> **Records for the task**
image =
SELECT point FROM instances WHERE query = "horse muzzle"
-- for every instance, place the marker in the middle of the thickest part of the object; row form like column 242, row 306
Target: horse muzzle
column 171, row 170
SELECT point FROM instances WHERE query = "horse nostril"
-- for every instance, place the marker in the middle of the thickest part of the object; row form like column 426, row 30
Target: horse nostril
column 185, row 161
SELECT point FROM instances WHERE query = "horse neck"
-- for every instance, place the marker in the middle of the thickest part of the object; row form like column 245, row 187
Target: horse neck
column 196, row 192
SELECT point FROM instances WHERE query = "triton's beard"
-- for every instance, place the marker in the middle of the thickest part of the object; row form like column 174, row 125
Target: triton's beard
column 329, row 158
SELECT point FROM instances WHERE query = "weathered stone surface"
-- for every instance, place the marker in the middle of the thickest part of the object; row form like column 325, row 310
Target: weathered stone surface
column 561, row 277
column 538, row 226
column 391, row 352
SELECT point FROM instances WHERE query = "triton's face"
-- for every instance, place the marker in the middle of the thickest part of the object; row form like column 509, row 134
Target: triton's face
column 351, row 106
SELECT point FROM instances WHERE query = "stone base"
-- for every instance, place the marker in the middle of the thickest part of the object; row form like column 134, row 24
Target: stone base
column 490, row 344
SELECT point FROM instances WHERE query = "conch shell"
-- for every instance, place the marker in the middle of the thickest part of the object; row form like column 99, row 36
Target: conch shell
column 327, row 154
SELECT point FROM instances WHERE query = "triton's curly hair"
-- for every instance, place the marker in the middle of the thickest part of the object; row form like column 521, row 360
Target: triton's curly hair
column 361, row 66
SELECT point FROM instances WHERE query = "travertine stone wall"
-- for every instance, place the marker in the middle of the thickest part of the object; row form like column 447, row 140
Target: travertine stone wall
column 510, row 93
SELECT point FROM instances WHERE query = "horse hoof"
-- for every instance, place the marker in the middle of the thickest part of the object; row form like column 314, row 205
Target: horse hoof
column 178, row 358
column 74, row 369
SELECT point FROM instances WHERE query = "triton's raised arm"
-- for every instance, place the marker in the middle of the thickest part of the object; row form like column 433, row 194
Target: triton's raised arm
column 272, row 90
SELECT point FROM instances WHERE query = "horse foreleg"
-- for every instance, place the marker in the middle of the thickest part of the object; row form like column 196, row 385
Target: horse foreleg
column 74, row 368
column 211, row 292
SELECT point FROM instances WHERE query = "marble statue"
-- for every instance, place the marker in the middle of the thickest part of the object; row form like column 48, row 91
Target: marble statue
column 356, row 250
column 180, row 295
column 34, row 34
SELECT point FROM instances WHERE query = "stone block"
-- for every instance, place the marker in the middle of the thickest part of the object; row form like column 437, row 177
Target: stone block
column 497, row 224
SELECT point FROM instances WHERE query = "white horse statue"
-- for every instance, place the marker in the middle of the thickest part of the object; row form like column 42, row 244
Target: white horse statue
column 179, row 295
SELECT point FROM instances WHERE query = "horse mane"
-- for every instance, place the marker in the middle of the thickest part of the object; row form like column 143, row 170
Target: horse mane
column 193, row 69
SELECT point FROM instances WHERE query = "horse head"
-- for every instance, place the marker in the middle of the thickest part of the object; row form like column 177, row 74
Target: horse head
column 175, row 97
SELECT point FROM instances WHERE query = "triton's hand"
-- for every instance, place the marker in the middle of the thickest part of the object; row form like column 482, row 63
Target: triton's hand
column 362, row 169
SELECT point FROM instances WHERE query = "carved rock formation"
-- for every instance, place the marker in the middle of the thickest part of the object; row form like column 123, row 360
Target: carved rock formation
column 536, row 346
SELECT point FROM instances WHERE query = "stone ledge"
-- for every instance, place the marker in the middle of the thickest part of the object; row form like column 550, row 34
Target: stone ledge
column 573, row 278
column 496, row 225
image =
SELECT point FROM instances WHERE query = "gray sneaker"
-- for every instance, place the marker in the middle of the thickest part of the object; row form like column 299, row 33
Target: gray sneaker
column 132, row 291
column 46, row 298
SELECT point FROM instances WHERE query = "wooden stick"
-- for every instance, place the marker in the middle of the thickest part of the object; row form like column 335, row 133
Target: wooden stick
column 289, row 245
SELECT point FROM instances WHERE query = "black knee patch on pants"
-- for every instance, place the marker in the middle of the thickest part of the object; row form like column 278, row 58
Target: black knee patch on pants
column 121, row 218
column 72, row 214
* * *
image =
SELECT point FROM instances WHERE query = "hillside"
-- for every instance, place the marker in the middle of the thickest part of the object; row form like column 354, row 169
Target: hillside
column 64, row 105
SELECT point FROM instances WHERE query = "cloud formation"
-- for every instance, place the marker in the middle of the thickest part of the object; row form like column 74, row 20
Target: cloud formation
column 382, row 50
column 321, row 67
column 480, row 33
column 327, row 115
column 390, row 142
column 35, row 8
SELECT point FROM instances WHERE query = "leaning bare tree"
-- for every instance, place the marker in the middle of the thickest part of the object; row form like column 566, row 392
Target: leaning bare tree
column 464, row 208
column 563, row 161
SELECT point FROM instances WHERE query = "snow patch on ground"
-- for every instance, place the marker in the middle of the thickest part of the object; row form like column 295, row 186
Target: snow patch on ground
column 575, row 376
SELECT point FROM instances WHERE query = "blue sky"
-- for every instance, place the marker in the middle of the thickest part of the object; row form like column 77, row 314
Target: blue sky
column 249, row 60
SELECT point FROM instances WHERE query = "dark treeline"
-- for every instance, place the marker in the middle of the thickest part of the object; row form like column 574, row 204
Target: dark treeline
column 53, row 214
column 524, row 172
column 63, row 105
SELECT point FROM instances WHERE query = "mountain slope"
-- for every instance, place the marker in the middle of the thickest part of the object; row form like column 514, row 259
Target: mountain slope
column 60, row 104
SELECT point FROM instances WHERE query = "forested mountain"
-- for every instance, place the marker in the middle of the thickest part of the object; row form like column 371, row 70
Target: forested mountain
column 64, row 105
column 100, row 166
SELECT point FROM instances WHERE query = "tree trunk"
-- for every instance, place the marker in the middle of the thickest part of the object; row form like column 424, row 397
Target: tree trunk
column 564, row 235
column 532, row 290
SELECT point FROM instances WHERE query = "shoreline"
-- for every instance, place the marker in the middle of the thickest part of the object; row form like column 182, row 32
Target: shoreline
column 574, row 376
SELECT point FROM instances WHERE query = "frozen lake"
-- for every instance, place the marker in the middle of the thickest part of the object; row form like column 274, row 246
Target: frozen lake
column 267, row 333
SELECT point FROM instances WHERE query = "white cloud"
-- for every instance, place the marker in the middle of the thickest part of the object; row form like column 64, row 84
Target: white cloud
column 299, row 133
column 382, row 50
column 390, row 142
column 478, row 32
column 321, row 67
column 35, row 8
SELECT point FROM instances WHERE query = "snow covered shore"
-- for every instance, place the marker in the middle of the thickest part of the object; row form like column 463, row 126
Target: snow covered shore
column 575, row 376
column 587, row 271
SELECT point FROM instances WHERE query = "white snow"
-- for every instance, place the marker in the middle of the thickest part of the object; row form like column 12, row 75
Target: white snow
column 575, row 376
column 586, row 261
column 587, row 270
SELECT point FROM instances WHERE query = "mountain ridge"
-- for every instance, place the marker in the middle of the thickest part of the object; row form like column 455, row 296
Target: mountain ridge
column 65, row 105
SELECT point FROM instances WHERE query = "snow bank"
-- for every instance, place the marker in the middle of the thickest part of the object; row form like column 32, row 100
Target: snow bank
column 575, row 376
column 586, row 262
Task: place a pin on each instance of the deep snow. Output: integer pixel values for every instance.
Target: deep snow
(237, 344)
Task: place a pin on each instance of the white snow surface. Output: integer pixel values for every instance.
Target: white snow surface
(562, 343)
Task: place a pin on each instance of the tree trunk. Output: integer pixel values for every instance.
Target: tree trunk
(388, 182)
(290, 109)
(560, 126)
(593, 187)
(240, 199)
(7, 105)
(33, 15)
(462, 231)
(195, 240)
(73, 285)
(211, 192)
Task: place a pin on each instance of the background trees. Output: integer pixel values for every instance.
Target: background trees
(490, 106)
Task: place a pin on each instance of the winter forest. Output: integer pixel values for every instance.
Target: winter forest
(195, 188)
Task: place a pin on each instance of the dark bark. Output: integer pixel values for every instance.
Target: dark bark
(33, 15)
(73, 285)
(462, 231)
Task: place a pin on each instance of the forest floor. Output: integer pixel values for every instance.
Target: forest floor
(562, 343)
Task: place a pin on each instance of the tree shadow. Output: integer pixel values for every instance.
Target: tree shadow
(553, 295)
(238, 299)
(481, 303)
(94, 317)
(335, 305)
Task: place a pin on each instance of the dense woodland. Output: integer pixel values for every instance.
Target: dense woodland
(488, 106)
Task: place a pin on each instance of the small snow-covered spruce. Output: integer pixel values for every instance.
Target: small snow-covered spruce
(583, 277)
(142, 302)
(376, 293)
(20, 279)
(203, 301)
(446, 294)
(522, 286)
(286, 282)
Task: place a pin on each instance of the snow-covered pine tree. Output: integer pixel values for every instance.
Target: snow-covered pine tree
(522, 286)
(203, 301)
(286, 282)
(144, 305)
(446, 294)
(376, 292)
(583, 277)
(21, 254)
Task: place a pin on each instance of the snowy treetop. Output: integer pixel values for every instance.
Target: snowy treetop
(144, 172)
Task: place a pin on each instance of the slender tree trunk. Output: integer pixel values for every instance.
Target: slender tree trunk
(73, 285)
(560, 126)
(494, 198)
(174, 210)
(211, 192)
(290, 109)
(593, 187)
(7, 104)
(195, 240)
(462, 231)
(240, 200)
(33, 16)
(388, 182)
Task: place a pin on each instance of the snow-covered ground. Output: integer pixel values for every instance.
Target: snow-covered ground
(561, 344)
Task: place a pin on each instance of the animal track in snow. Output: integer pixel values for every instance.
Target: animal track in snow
* * *
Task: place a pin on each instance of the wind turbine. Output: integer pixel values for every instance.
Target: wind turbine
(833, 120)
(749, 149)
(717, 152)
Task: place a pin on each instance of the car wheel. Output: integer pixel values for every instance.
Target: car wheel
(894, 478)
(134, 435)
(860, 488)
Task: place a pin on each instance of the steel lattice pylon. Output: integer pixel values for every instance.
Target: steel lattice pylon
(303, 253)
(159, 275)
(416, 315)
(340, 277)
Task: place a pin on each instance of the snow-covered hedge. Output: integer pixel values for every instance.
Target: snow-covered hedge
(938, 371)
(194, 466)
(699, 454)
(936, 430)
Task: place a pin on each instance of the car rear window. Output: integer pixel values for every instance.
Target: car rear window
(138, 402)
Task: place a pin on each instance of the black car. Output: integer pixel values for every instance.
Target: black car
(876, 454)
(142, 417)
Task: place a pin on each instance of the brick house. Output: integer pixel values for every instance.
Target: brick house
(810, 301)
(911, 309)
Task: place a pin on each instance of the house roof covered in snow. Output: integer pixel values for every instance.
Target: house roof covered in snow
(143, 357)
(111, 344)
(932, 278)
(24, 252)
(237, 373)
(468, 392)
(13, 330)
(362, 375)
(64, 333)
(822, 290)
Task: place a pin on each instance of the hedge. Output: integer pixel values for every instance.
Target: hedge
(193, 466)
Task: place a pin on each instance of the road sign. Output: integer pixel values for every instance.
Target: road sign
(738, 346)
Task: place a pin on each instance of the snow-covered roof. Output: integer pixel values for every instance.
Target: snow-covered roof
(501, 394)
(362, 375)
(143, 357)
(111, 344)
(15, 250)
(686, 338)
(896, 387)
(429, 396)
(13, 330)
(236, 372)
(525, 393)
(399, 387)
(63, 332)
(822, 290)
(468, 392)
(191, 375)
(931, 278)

> **Goal of the exercise**
In the data above, which lines lie between the line with "Target: dense woodland" and the line with "Target: animal track in snow", inclusive? Print those lines exactly and nothing else.

> **Your solution**
Target: dense woodland
(488, 106)
Task: place a pin on each instance of the small snow-covered spruce. Output: integer pixel values for every instance.
Target: small snow-covered spruce
(583, 277)
(142, 302)
(376, 293)
(20, 279)
(203, 301)
(446, 294)
(522, 286)
(286, 282)
Task: place a pin on each instance of the snow-covered pine tree. Output: integer pixel values for every instance.
Target: snow-covered pine tree
(522, 286)
(203, 301)
(286, 282)
(144, 305)
(446, 294)
(376, 292)
(583, 277)
(21, 254)
Task: place a pin on each instance of the snowy treetop. Output: integer pixel values for every instance.
Target: snowy treetop
(144, 172)
Task: place a pin on each instance of the slender tree trunk. Output: integer pixel values for every instance.
Target: slender tree trunk
(73, 285)
(560, 126)
(494, 198)
(174, 210)
(211, 192)
(290, 109)
(593, 187)
(7, 104)
(195, 240)
(462, 231)
(240, 200)
(33, 16)
(388, 182)
Task: place a pin on each instance of the snow-covered ground. Output: integer pixel values for every instance.
Target: snow-covered ground
(561, 344)
Task: place a pin on each instance of the animal track in snow. Output: integer pixel values for every instance.
Target: animal track in snow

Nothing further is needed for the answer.